▶ [TO DO] Please find each line below that contains the word "shirt", matching case, and copy every one of them.

☆ ☆ ☆

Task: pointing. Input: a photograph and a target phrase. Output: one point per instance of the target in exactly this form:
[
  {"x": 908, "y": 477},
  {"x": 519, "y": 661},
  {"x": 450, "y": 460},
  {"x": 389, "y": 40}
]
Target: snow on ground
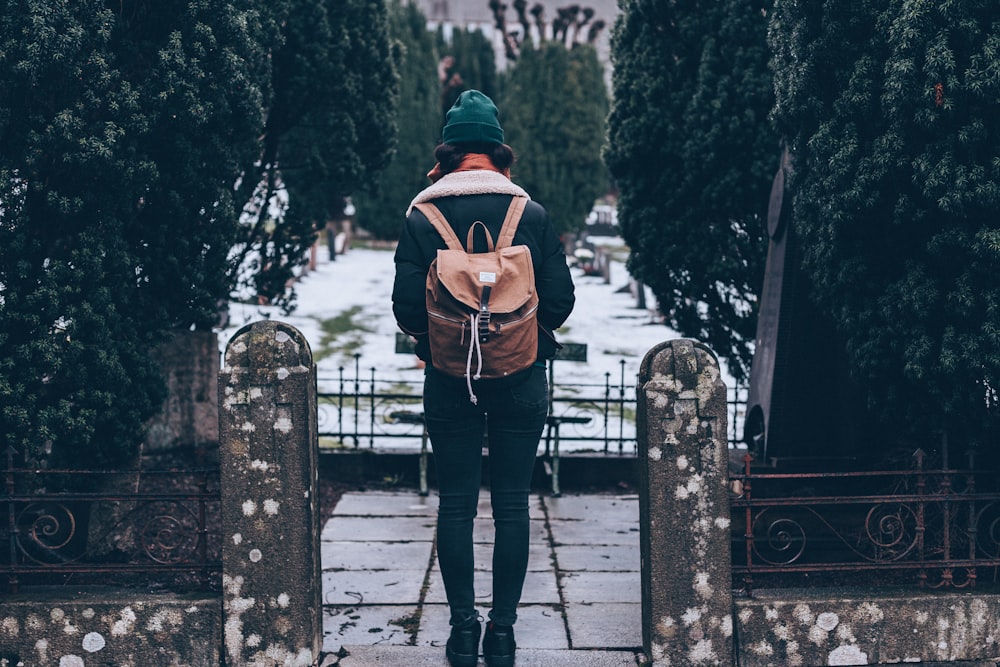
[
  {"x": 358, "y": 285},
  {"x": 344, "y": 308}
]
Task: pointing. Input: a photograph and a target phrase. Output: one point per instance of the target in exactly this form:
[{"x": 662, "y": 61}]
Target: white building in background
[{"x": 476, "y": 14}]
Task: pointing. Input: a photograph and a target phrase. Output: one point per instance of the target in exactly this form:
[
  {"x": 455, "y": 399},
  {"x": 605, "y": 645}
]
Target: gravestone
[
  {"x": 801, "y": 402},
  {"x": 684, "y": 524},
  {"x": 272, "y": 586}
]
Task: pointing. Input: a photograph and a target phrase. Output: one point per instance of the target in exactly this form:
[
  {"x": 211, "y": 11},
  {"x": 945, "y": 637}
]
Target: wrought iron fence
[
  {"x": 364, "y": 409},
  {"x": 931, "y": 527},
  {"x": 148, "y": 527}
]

☆ ☆ ☆

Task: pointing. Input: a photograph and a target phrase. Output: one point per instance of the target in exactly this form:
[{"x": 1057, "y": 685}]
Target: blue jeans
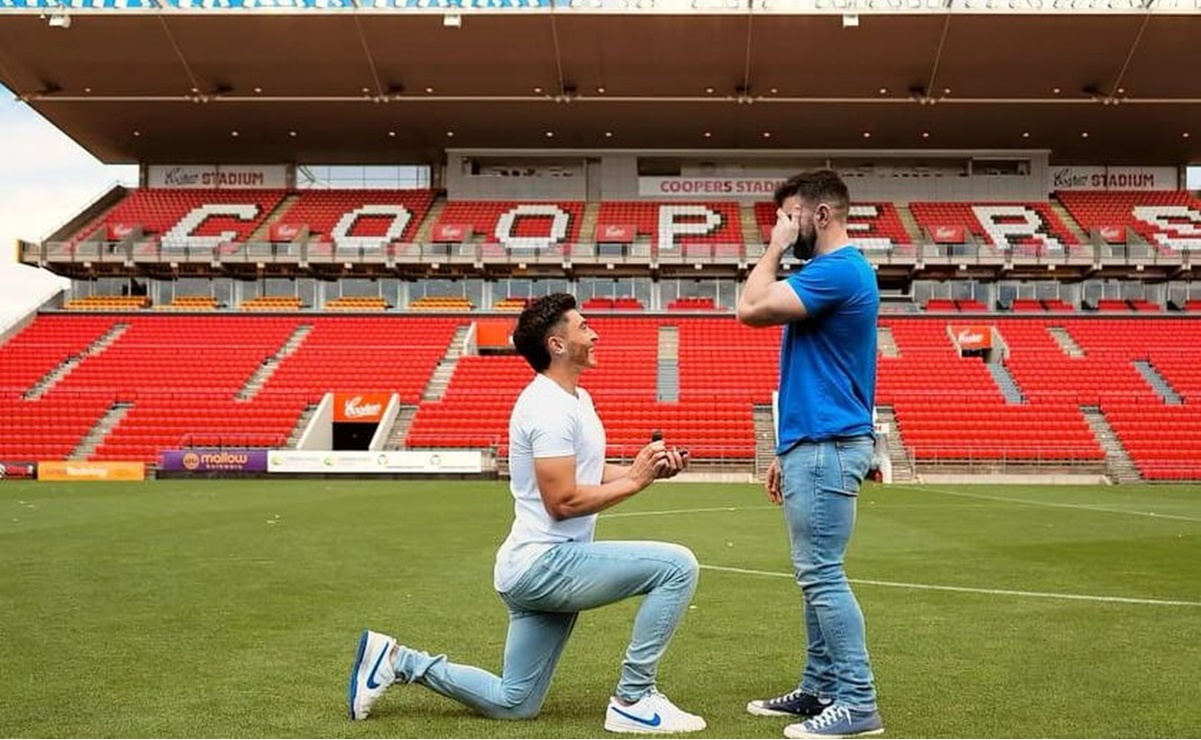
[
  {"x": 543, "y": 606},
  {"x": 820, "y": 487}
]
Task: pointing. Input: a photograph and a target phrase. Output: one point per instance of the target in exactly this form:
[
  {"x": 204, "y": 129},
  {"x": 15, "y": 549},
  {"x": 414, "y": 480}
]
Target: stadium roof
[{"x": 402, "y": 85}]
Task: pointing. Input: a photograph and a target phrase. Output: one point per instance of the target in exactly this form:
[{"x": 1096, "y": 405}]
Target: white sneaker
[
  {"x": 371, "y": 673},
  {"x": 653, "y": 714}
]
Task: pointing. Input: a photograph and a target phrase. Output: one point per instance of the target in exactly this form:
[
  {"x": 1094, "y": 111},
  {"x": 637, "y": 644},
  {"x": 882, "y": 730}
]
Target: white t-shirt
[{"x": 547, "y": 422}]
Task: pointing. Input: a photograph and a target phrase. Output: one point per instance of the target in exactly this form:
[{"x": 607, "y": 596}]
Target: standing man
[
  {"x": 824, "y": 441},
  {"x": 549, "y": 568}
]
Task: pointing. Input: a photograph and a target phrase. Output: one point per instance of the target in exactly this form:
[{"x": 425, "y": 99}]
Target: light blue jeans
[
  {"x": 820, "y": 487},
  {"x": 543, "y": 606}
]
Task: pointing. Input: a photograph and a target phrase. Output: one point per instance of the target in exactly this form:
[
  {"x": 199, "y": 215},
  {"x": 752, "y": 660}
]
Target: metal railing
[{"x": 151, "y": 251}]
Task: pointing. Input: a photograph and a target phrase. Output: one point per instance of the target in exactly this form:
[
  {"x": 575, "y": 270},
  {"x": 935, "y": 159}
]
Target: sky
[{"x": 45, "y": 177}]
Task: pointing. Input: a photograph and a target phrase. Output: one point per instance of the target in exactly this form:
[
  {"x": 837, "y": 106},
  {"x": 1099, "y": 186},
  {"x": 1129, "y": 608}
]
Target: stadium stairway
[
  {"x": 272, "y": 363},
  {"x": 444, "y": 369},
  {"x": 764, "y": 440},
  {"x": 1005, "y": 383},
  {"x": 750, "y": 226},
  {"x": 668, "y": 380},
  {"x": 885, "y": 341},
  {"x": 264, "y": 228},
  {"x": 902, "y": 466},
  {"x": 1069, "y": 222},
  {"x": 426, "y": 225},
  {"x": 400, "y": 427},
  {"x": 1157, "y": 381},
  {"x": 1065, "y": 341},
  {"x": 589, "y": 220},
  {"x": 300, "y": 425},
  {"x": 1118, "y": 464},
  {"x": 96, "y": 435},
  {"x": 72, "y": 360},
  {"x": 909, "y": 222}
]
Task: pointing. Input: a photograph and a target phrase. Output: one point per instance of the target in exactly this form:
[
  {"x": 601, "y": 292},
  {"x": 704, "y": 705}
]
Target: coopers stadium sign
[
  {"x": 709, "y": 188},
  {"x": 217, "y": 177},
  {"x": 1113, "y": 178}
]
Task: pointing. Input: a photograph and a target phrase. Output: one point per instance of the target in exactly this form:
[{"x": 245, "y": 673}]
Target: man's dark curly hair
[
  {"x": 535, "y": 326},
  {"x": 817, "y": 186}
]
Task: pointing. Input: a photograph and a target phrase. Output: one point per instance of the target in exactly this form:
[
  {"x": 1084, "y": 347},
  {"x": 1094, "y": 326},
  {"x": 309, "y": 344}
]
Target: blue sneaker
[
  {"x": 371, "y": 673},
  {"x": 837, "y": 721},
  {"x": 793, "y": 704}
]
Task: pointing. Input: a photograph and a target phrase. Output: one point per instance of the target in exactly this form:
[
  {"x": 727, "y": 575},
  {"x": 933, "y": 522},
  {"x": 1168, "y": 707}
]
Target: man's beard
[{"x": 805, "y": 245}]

☆ ☆ ☆

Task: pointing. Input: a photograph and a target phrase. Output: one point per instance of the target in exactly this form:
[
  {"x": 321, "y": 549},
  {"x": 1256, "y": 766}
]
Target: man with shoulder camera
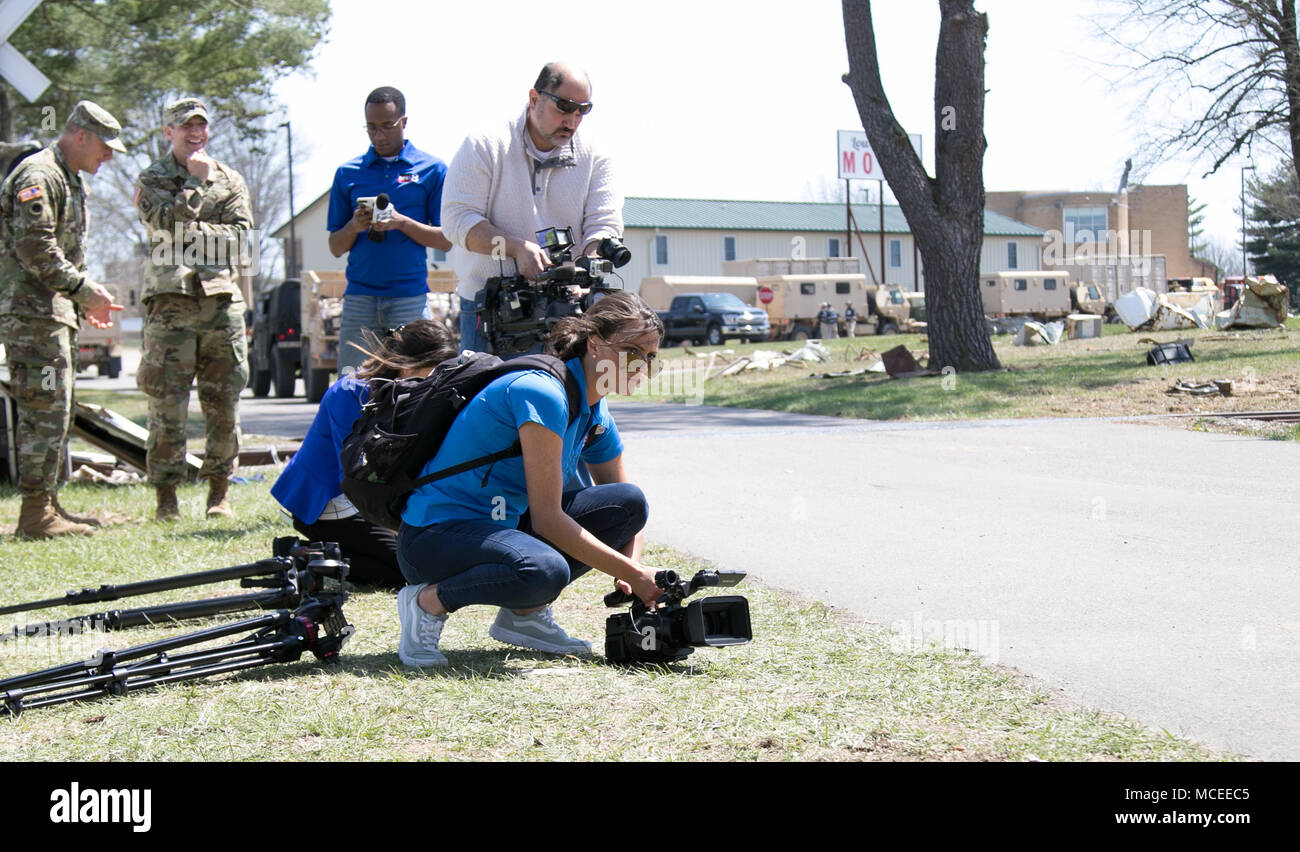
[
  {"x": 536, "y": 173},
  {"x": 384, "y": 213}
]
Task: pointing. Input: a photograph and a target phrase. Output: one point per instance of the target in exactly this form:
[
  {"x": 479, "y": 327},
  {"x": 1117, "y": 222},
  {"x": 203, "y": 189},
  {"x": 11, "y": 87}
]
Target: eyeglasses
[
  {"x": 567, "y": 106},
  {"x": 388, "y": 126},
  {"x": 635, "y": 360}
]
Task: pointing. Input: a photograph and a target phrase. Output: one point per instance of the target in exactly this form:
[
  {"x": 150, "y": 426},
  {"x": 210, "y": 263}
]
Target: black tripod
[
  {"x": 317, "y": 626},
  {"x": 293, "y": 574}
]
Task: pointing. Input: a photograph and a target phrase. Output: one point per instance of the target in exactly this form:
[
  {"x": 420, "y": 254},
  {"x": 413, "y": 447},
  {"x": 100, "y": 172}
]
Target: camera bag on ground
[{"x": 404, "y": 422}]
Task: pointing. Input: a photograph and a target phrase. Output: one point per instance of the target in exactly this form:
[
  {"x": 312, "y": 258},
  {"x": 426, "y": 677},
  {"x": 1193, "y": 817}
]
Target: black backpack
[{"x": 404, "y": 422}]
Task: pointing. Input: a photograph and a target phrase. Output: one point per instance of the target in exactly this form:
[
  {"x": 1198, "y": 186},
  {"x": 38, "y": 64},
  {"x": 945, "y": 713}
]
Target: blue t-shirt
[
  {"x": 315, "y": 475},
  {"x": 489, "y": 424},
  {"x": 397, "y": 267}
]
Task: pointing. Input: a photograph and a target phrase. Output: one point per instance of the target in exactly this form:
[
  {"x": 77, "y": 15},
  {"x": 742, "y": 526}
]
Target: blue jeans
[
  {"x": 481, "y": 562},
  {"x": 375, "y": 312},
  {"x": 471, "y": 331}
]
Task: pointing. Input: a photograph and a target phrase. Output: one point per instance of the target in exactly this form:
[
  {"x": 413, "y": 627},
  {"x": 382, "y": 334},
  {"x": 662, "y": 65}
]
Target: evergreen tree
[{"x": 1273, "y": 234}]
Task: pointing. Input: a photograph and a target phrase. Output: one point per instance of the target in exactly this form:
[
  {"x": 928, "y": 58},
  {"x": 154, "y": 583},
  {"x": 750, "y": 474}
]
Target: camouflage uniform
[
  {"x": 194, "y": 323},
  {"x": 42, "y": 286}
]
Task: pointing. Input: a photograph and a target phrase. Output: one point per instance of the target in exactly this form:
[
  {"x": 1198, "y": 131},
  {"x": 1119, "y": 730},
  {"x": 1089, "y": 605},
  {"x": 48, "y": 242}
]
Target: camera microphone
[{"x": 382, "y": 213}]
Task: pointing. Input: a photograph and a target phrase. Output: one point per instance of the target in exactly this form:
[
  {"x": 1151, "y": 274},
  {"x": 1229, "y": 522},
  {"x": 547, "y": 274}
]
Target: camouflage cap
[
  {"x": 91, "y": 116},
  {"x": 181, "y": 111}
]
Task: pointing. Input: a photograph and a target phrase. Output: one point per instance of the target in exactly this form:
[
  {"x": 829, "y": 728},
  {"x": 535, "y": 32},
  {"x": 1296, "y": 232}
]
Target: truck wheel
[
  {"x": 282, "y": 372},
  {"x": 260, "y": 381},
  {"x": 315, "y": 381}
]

☆ ☆ ☆

▶ [WRITTEN RESPONSE]
Target: white t-shirt
Target: blue t-shirt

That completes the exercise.